*PROBLEM TO WORK ON*. Reproduce only the lines of the material below that start at the line containing "Practice step: locate the air" and stop at the line containing "Practice step: locate the decorative". Keep both end lines.

-=-=-

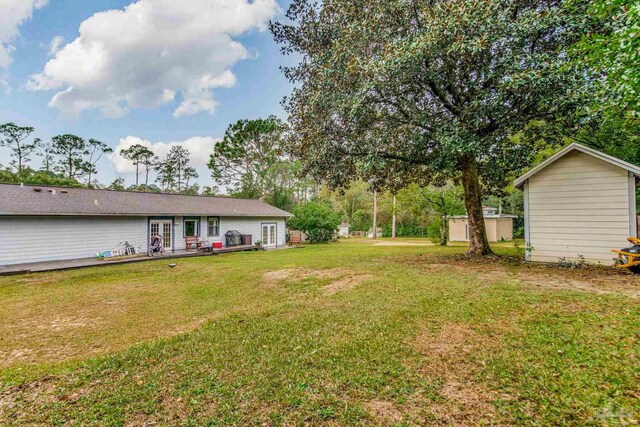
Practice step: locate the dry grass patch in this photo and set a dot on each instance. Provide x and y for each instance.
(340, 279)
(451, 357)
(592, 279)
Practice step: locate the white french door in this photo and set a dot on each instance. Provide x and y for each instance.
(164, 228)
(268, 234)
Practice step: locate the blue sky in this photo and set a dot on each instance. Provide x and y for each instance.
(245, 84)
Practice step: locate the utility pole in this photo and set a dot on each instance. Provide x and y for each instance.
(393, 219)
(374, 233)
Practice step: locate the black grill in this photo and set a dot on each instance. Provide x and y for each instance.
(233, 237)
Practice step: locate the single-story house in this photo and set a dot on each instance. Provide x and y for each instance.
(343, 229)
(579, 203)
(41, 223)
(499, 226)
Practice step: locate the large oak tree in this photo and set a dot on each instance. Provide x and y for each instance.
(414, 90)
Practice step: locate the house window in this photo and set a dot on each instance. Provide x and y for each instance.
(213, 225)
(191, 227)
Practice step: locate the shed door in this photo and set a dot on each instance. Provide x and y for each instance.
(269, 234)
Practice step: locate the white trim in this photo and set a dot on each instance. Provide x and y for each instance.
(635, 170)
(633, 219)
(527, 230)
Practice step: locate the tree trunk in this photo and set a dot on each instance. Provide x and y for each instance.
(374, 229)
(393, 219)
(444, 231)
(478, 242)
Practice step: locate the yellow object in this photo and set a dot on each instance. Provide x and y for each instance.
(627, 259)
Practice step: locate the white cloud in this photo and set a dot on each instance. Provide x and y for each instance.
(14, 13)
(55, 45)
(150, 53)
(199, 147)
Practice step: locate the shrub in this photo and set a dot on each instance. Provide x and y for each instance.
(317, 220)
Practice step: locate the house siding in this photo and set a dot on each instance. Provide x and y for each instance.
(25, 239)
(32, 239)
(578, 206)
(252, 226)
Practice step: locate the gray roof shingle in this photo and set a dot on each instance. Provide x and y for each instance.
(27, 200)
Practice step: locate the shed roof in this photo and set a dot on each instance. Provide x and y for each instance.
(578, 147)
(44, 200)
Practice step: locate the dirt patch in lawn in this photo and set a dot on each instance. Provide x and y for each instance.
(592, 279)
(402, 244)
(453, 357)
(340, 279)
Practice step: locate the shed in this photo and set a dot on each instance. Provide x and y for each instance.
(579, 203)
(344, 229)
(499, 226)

-=-=-

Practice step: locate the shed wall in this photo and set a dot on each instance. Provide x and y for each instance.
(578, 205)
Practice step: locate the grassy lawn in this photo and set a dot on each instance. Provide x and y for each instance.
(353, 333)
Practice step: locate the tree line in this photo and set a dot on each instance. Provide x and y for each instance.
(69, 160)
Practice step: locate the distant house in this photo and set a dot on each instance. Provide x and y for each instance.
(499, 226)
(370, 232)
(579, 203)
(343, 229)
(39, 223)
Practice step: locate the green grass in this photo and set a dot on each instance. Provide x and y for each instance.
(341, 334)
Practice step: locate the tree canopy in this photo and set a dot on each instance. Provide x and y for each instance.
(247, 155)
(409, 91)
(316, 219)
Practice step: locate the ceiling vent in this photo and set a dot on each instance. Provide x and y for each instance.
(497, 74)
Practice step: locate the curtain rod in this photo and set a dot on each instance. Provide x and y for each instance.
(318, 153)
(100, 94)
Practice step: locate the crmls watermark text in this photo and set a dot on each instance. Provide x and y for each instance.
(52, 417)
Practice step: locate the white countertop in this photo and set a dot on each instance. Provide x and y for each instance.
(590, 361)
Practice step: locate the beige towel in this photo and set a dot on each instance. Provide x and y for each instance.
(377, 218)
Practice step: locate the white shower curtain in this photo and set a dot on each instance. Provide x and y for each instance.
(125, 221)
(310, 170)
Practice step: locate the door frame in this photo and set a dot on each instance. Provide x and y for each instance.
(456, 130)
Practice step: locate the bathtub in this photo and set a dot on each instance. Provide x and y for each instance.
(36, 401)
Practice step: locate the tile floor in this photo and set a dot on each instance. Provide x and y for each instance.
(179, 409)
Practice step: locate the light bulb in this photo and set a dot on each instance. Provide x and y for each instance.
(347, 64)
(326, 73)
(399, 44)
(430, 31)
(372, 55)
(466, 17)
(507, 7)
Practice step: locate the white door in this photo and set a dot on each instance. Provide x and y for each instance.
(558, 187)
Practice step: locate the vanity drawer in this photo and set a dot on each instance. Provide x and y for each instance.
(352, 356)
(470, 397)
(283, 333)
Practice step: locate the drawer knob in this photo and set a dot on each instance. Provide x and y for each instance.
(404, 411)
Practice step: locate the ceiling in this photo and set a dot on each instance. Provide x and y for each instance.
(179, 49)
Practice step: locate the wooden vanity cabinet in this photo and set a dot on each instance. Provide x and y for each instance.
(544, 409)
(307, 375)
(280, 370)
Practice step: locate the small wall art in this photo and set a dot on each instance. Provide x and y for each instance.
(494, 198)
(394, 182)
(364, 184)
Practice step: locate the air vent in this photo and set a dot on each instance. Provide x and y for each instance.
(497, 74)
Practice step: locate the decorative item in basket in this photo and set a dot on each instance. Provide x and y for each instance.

-=-=-

*ANSWER SECTION*.
Practice step: locate the air vent in this photo and set a dot on each instance. Provide x and y for each instance.
(497, 74)
Practice step: locate the decorative item in basket in this photo and set a dot on each instance. Provide x and y for each instance.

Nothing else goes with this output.